TASK INSTRUCTIONS —
Put each line of the listing below into a numbered list, skipping any blank lines, and leave the pictures out.

Dataset entries
::::::::::

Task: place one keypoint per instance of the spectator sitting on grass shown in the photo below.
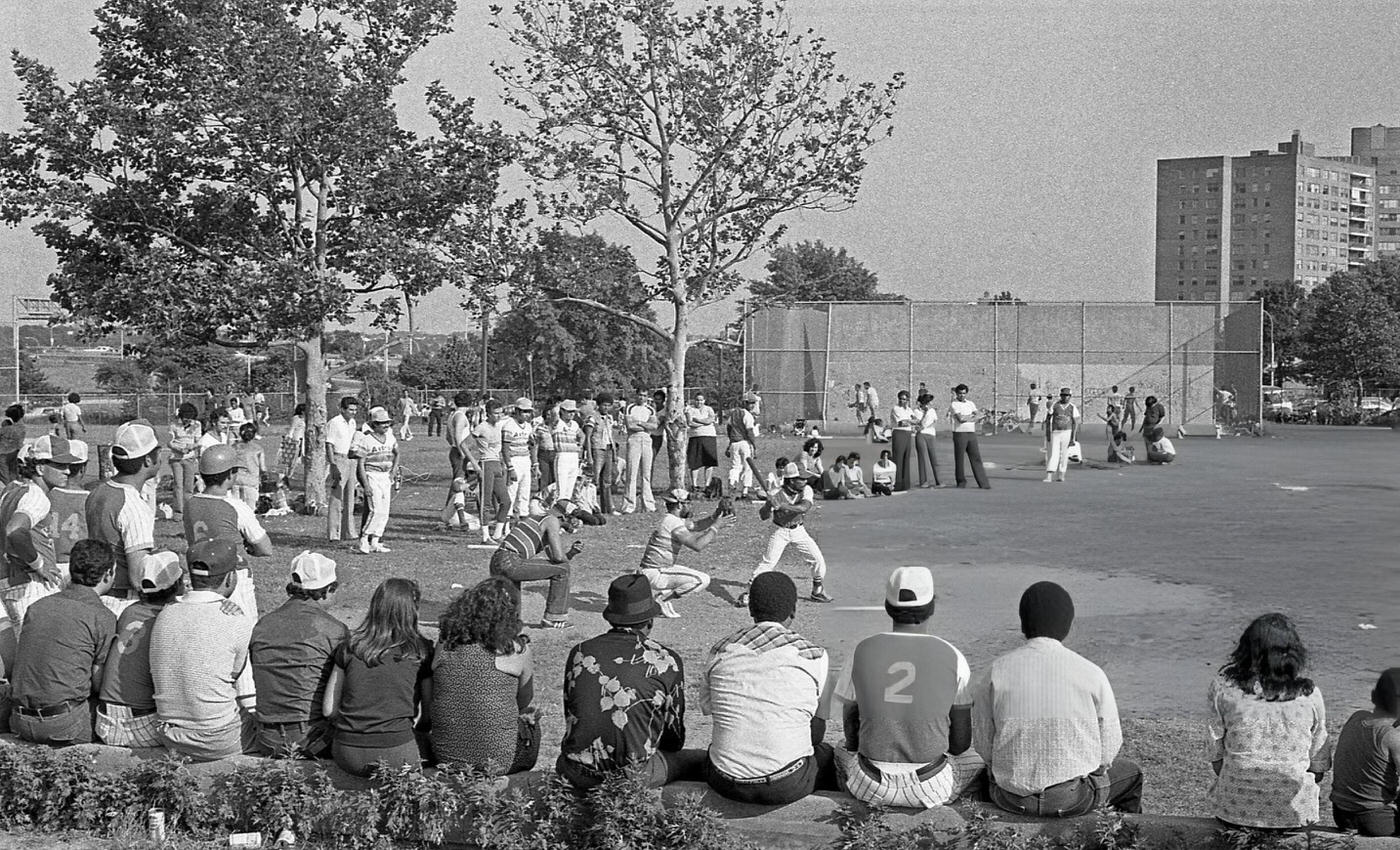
(126, 707)
(1367, 761)
(1159, 450)
(907, 735)
(62, 651)
(1267, 731)
(1046, 723)
(882, 475)
(763, 686)
(291, 651)
(483, 684)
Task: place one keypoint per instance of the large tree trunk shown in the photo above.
(314, 378)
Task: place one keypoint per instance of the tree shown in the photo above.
(573, 350)
(1351, 333)
(235, 174)
(699, 130)
(815, 272)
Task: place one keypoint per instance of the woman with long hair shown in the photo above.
(378, 681)
(483, 682)
(1267, 731)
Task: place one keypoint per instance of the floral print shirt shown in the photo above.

::::::::::

REPLY —
1. Task: place one keypoint per instance of the spectator sitting on grass shown in the photo below.
2. (126, 707)
3. (1367, 761)
4. (1159, 450)
5. (907, 735)
6. (62, 651)
7. (1267, 731)
8. (1046, 723)
9. (882, 475)
10. (763, 686)
11. (291, 651)
12. (483, 684)
13. Task: place one keypoint per instance of the large tree trunk shown in the photo above.
14. (314, 378)
15. Task: place one keypoint per instance of the tree shown in the photo above.
16. (573, 350)
17. (1351, 333)
18. (235, 174)
19. (699, 130)
20. (815, 272)
21. Task: place one keypoint per instance of the woman with long hair shown in the photo above.
22. (378, 681)
23. (483, 682)
24. (1267, 731)
25. Task: place one keypoint per instance of the floral print shirt shown in the photo above.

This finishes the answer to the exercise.